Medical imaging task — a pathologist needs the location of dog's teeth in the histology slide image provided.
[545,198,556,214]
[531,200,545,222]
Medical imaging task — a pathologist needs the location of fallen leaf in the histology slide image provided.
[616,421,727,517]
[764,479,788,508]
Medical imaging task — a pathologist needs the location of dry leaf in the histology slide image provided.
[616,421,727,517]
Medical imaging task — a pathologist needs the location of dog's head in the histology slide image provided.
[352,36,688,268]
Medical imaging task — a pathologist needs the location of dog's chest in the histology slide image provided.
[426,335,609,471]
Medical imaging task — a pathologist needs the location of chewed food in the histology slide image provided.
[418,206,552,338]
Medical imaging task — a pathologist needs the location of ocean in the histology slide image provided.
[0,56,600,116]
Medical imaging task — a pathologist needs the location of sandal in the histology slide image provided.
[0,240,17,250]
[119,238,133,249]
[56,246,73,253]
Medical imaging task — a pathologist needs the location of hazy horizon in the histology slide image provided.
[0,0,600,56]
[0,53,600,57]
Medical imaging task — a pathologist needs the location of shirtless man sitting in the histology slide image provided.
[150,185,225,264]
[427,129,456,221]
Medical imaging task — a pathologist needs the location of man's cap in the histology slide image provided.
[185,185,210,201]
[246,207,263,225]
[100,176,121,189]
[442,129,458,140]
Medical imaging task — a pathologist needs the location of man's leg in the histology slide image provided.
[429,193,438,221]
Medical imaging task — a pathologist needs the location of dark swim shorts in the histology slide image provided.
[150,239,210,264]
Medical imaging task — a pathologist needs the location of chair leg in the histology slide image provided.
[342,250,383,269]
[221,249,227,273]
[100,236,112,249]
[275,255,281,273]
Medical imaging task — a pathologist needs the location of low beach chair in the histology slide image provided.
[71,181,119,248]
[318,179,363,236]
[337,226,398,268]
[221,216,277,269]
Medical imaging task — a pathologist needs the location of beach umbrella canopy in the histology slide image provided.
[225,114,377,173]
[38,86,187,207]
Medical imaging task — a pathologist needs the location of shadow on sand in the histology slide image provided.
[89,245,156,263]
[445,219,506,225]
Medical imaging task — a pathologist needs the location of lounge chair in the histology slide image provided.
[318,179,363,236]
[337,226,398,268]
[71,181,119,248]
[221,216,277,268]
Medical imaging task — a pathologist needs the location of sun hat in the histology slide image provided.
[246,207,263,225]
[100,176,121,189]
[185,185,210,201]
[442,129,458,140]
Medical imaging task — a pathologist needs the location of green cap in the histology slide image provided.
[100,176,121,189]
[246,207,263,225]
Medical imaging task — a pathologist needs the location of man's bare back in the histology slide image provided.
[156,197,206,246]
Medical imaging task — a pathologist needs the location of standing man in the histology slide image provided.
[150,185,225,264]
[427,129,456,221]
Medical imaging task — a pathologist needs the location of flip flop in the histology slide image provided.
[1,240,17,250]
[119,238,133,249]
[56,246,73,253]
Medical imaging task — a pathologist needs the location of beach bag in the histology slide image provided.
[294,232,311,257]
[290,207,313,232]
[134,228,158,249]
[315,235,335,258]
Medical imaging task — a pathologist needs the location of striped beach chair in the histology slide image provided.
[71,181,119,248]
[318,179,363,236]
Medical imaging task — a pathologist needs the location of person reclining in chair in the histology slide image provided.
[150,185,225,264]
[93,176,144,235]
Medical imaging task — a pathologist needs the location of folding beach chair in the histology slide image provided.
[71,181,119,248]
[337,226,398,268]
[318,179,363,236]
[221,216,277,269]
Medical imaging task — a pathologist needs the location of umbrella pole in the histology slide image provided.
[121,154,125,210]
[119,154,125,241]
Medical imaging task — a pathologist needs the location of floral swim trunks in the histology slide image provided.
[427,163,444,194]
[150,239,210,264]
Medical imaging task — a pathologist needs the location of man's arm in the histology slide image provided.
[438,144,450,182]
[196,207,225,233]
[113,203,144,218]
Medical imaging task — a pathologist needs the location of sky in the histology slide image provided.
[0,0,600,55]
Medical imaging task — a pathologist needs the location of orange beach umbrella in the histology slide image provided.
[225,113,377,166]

........

-- Problem to solve --
Starting from the line containing "Medical imaging task — a pathologist needs the location of flip", repeat each line through the end of the entries, exactly.

-- Task response --
Medical imaging task — a pathologist needs the location of flip flop in the histology slide image provided.
[1,240,17,250]
[119,238,133,249]
[56,246,73,253]
Medical imaging task — a pathologist needs the location of beach bag in the histology slide image provided.
[294,232,311,257]
[290,207,313,232]
[134,228,158,249]
[315,235,335,258]
Medical imaging task — a pathologist needs the location of striped beach chair in the histology slide image provided.
[71,181,119,248]
[318,179,363,236]
Medical imaging task — a pathologist needs the location of person reclining in chair in the histology slide image provided.
[150,185,225,264]
[93,176,144,235]
Medical imaging task — a pathologist needs the location of folding beach chair in the histology slide image provided.
[71,181,119,248]
[337,226,398,268]
[318,179,363,236]
[221,216,277,269]
Medical imaging task — a pathologist needs the location of umbrella pole in the histology slide image provided.
[121,154,125,210]
[119,154,125,241]
Medical imaging task — a pathologist needs the location of floral swim trunks in the histology slide image provided.
[427,163,444,194]
[150,239,210,264]
Medical imaging task — a pathologist needs the location of man's arm in the histology slide image provided.
[438,144,450,182]
[196,207,225,233]
[113,203,144,218]
Medical imaging task — a pathologist needs the location of sky in the histology slide image provided.
[0,0,600,55]
Medical imaging task — a pathologist needs the location of orange beach umbrella in the histology slide image provided.
[225,113,377,166]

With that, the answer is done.